**GIVEN TEXT**

+===+

Exactly. They are LOSING money with the Mac client, thus they are dropping support for it and issuing refunds of any Subs or LTS memberships paid by those who used said Mac client retroactively back to 10/1/15. No, it's not 'your fault' for using said client, but they ARE informing and reimbursing Mac customers to a point.
That's the decision they made to improve the game's bottom line profitability, which is what most business would do if a version of the product/service they provide is not seen as profitable. It IS their problem, and they are correcting what they see AS the problem.
Formerly known as Armsman from June 2008 to June 20, 2012
PWE ARC Drone says: "Your STO forum community as you have known it is ended...Display names are irrelevant...Any further sense of community is irrelevant...Resistance is futile...You will be assimilated..."
PWE / Cryptic is a business, not a charity. They are not obligated to throw away money literally for your amusement.
Actually, if they want to keep my business, they are obligated to entertain/amuse me. That is how a 'business' works: not by fleecing people, but by providing a service that they can use and wish to use. Derp derp.
They can't afford to keep your business - supporting OS X is losing them money.
If it costs them (say) $60,000 a month* in developer salaries and benefits to develop and maintain the client but OS X players only spend $40,000 then they lose $240,000 every year that they keep offering the OS X client.
So again: PWE / Cryptic is a business, not a charity. They are not obligated to throw away money literally for your amusement. They gave OS X a try, the numbers don't work for them. To continue offering OS X at a loss would be charitable work not good business.

+===+

(Data listing)
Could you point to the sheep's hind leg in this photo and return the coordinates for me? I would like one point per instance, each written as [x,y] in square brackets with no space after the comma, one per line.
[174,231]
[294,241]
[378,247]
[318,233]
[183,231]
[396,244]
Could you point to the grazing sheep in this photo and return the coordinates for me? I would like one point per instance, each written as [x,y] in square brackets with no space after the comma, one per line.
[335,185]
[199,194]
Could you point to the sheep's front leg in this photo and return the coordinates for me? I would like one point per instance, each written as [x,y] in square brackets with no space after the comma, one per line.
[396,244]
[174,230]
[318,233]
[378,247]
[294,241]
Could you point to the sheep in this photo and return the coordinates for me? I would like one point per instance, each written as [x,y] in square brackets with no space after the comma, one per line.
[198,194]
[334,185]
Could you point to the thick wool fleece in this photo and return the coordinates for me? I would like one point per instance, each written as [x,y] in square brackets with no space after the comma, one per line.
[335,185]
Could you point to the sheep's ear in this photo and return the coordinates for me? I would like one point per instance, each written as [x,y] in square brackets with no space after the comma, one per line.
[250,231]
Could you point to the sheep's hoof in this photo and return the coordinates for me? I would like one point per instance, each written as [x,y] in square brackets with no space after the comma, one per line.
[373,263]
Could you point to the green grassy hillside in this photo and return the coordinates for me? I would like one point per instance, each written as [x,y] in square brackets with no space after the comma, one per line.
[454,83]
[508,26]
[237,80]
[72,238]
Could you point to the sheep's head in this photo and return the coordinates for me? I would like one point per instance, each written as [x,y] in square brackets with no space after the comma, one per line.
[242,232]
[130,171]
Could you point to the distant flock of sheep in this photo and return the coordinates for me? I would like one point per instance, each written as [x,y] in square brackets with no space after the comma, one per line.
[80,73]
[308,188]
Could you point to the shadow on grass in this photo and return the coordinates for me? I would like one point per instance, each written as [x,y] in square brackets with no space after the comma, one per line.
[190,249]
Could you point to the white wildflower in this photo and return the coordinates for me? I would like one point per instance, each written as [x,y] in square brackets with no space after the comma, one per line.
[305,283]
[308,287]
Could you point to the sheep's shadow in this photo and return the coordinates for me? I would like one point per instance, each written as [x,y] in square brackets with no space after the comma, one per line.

+===+

**CHALLENGE 1**
Retype the forum thread about the Mac client, everything from "They can't afford" down to "OS X client.".
**CHALLENGE 2**
According to the forum thread about the Mac client, are these statements true? (a) Refunds are being issued retroactively back to 10/1/15. (b) In the cost example, OS X players spend $60,000 a month. (c) One poster was formerly known as Armsman from June 2008 to June 20, 2012. Answer yes or no for each, quoting the words that decide it.
The data is not needed for this work.

**CORRECT ANSWER 1**
They can't afford to keep your business - supporting OS X is losing them money.
If it costs them (say) $60,000 a month* in developer salaries and benefits to develop and maintain the client but OS X players only spend $40,000 then they lose $240,000 every year that they keep offering the OS X client.

**CORRECT ANSWER 2**
(a) Yes: "retroactively back to 10/1/15."
(b) No: "OS X players only spend $40,000."
(c) Yes: "Formerly known as Armsman from June 2008 to June 20, 2012."